━━ RECORDS
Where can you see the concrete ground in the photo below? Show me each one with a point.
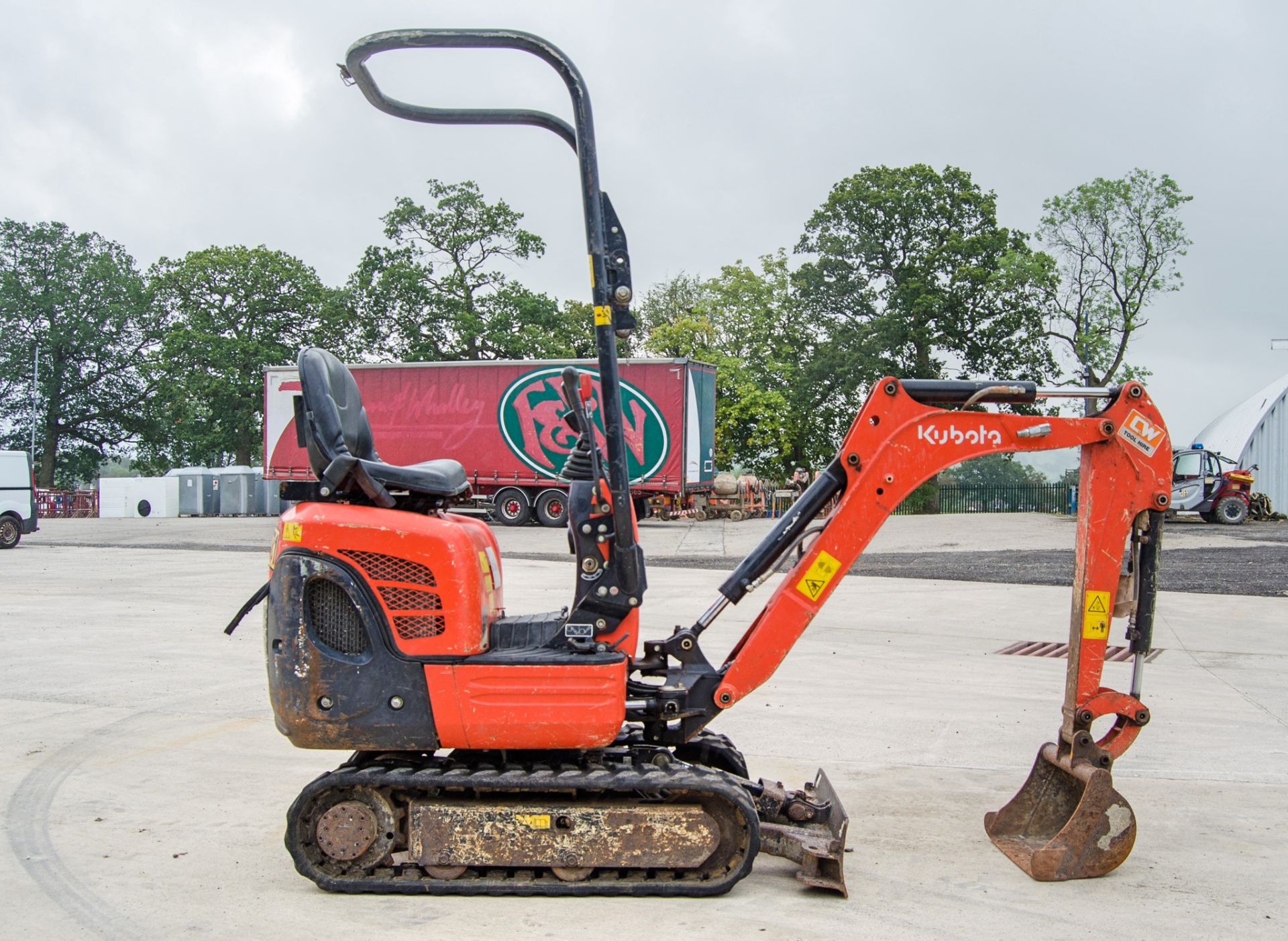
━━━━
━━ RECORDS
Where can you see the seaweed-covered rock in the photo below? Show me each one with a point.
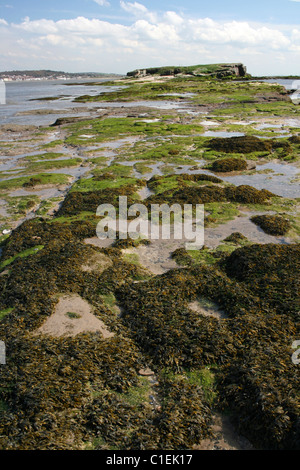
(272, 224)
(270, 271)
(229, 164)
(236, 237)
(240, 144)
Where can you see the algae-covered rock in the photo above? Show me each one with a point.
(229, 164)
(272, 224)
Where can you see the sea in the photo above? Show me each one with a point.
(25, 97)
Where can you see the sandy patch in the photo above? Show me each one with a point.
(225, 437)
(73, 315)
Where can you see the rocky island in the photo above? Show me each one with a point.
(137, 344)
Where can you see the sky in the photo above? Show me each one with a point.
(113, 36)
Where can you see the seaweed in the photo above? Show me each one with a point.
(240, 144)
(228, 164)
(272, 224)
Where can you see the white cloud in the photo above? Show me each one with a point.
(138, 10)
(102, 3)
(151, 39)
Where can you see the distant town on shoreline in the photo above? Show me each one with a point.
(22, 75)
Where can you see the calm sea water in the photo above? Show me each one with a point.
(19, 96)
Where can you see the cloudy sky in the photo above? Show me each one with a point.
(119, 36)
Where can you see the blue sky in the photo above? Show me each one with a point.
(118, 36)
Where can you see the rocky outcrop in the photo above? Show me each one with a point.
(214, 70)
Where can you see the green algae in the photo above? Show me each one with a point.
━━━━
§ WHAT TO DO: Among the entries above, copy exactly only the lines starting with the one containing "Where can you see the distant" and going through the one containing "Where can you see the green", both ends included.

§ PROBLEM SOLUTION:
Where can you see the distant town on shoreline in the photo above? Show me each one with a point.
(22, 75)
Where can you see the calm sea water in the photo above? Show me each one with a point.
(19, 96)
Where can you see the cloudy sky in the photo above? Show me each one with a point.
(119, 36)
Where can you see the blue sky in the photo above? Show me each one with a point.
(118, 36)
Where can you see the rocky outcrop in the photo above? Show me each one with a point.
(214, 70)
Where can you see the green algae in the photo above? Show me each one with a point.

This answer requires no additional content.